Task to carry out
Rewrite the records from the line containing "Thank you for this photo. Would you kindly tag the tub" through the end of the records as a Markdown table with two columns, Row for the row number and Line for the line, leaving out any blank lines.

Recorded data
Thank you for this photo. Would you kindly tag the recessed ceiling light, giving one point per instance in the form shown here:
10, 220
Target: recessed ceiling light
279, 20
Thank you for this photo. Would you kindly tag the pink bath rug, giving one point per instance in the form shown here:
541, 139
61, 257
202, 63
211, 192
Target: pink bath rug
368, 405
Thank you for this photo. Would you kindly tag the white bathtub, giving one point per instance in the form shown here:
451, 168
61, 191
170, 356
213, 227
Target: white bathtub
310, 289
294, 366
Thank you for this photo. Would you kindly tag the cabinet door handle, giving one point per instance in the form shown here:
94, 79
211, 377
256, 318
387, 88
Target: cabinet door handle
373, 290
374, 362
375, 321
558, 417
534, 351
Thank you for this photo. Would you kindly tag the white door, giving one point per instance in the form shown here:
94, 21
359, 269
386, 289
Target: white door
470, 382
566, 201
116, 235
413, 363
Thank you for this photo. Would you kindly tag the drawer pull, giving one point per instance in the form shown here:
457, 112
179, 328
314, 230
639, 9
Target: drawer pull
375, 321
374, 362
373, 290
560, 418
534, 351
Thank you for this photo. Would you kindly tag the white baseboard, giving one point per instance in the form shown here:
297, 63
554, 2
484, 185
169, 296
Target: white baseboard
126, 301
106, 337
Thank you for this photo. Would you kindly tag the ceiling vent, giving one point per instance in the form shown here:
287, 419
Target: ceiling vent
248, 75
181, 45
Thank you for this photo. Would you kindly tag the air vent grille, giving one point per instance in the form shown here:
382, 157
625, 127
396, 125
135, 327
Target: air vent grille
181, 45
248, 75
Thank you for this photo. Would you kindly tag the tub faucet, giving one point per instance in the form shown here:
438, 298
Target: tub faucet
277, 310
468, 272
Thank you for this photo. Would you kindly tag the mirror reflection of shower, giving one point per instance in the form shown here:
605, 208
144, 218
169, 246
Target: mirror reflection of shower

Answer to this problem
| Row | Line |
|---|---|
| 1 | Thank you for this photo. Would you kindly tag the tub faucet, giving one point per instance in the form shown here: |
| 2 | 438, 298 |
| 3 | Target: tub faucet |
| 4 | 277, 310 |
| 5 | 468, 272 |
| 6 | Thank you for this photo. Would you kindly tag the mirror reflection of shower, giving one point per instance in the form shown here: |
| 7 | 605, 208 |
| 8 | 144, 218 |
| 9 | 169, 246 |
| 10 | Target: mirror reflection of shower |